> _EXERCISE INSTRUCTIONS_
Print the lines that run from the line with "forehead. Produce a bounding box for every instance." to the line with "chin. Produce a bounding box for every instance.", keeping both end lines, exactly as they appear in the entries below, and nothing else.

(Free-text object descriptions)
# # # # # # #

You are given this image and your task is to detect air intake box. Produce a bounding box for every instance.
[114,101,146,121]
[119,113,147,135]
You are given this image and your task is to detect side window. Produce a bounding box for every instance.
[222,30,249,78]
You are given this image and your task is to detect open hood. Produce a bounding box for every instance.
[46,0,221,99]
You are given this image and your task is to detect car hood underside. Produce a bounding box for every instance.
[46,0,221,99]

# # # # # # #

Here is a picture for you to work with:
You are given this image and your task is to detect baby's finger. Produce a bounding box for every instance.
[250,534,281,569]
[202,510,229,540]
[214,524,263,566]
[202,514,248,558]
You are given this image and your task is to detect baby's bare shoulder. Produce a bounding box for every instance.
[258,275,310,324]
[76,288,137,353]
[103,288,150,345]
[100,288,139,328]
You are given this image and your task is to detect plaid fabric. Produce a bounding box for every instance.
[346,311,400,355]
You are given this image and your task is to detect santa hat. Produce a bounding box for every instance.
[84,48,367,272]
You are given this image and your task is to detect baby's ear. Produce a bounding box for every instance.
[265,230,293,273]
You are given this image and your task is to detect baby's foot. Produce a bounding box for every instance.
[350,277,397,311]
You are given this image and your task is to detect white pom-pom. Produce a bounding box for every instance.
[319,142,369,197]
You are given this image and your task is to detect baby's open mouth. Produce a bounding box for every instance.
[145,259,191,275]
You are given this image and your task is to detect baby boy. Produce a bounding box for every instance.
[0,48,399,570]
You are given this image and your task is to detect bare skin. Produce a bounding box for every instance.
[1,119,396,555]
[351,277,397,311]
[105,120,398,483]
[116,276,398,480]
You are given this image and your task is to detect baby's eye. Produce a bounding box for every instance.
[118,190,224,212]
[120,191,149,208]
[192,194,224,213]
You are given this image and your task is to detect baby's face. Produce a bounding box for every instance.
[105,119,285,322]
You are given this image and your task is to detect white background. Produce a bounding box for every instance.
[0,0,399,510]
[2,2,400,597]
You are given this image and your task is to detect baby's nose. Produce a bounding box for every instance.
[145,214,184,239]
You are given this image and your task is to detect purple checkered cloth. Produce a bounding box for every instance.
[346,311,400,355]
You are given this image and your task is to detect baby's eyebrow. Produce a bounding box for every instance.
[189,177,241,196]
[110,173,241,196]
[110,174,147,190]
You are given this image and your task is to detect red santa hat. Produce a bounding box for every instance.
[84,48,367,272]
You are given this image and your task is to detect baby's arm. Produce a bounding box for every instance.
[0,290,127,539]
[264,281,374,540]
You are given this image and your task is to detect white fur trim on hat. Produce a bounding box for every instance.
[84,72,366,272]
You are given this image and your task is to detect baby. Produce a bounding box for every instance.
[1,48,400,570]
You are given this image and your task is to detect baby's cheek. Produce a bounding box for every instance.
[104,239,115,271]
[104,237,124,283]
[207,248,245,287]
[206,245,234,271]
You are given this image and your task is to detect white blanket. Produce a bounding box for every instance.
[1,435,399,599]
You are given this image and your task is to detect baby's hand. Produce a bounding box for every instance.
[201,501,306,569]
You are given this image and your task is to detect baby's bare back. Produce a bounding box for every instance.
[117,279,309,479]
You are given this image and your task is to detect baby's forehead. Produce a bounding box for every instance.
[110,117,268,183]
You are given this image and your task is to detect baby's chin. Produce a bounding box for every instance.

# # # # # # #

> _ANSWER TO THIS EXERCISE_
You are given this image and your task is to detect baby's forehead. Produce a bounding box for every instance.
[110,117,268,183]
You are given this image and your task is to detect baby's chin. Produce a bounding box for every instance.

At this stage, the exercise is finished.